● What you need to do:
From the passage on nanofiltration, list every process that the passage says NF is suitable for.

● Page extract:
= Beginning of Section =
Moving up the filtration spectrum, nanofiltration is sometimes referred to as "open RO." It operates efficiently at the molecular level, where particles are between one nanometer (nm) and two nm in size. Osmotic pressure is still the major resistance to solvent flow through the membrane, but osmotic pressure in the permeate is often significant, thus reducing the effective resistance to flow compared with RO. Consequently, operating pressures are normally considerably lower. Inorganic ions can pass through the membrane along with the permeate, but larger ions and organic molecules are retained by the membrane.

Unlike RO, NF is suitable for desalting, concentration and demineralization and operates typically at between 20 and 40 bar. A number of NF plants have been installed for the production of dyestuffs in the chemical industry. For example, raw dye is usually introduced as a liquor or slurry with the concentration of sodium chloride (NaCl) typically between eight percent and 10 percent. Other salts account for up to two percent of the solids and the dye itself is between six percent and eight percent. After filtration, the de-salted dye accounts for up to 33 percent of the concentrate and the concentration of NaCl is reduced to less than 0.5 percent. The use of NF in this application can reduce overall operating costs and increases product quality.
= End of Section =
● Record set:
= Beginning of Section =
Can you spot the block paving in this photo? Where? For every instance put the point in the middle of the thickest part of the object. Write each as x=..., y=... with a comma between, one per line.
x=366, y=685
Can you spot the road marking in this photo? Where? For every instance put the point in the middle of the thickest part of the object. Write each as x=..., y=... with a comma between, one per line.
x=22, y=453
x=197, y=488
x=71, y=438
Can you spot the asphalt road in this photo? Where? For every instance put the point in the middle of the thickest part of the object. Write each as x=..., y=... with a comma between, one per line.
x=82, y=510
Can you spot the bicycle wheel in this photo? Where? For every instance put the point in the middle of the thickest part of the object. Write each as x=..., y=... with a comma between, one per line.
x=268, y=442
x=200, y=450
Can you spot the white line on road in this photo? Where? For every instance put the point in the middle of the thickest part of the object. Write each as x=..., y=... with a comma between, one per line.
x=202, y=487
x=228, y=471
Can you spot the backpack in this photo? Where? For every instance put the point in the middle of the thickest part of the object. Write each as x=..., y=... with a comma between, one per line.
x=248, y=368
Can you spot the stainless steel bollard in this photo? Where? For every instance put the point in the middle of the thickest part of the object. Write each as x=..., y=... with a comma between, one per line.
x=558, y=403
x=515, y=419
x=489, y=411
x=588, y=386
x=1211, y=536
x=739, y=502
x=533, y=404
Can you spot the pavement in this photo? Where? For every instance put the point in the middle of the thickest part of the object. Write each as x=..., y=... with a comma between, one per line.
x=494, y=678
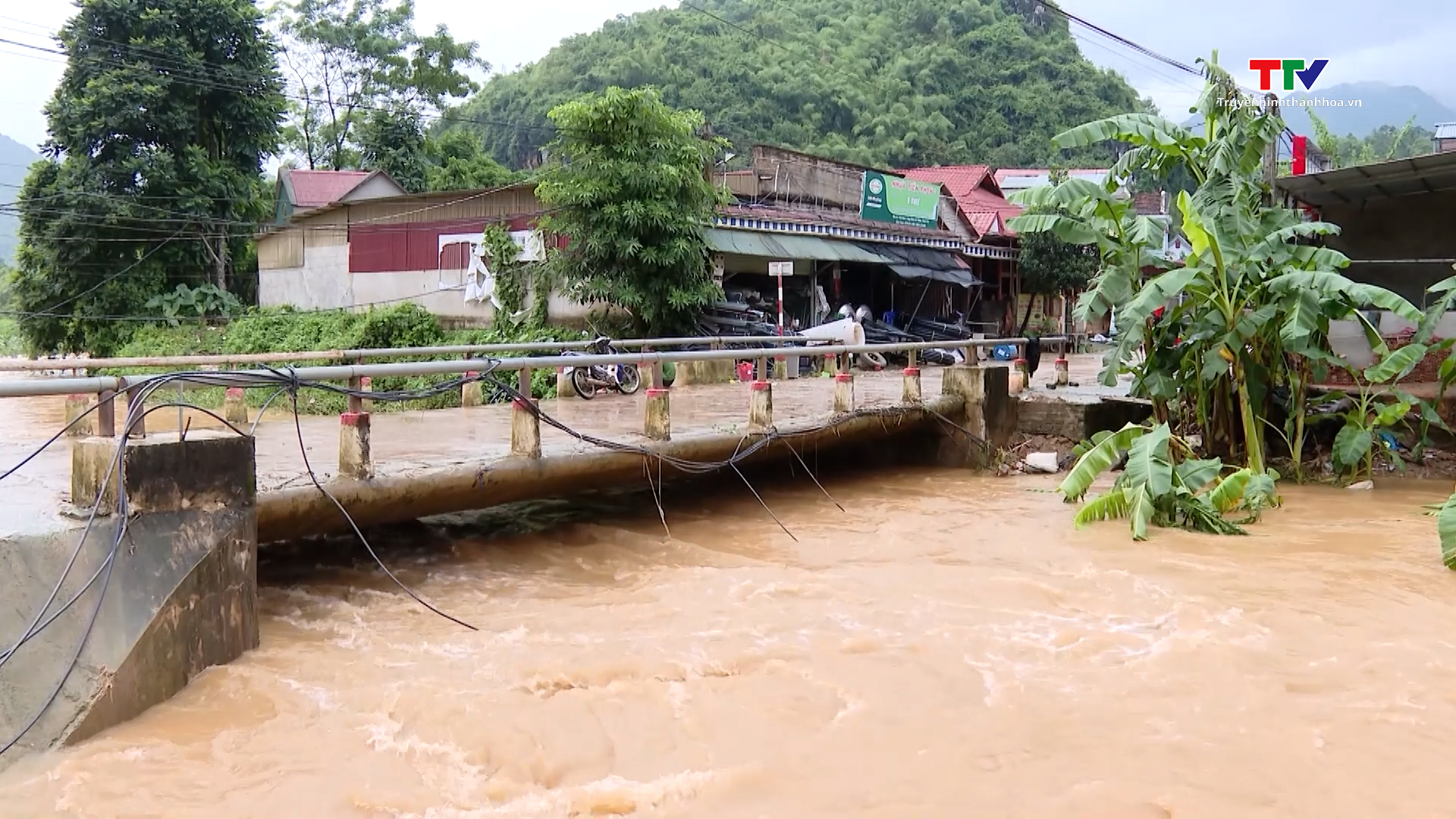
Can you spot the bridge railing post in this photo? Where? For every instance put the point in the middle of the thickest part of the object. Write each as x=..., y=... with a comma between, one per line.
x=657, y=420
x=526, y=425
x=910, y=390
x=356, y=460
= End of Section =
= Beginning of Section =
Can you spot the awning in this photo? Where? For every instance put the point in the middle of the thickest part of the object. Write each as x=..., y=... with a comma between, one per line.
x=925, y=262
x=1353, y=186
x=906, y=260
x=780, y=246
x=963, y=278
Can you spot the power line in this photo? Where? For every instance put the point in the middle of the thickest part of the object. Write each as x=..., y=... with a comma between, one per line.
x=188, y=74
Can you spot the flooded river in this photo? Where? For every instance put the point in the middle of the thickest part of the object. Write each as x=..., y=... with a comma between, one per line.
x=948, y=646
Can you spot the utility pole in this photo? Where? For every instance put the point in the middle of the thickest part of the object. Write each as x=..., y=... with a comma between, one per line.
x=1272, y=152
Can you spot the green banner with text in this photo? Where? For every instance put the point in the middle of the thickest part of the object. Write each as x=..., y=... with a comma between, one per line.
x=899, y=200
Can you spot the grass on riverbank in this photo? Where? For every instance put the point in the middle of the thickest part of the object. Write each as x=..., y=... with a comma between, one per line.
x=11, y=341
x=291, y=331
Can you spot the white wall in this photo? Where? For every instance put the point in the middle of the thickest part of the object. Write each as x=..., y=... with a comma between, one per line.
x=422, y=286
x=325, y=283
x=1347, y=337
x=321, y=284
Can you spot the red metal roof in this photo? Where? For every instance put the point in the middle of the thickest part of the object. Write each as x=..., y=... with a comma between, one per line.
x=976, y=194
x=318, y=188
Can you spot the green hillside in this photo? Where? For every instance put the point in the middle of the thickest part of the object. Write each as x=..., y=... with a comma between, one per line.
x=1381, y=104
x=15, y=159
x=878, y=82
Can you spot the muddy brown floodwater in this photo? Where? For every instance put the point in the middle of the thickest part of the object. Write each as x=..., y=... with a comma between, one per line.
= End of Section =
● Exercise answer:
Desalting, concentration, demineralization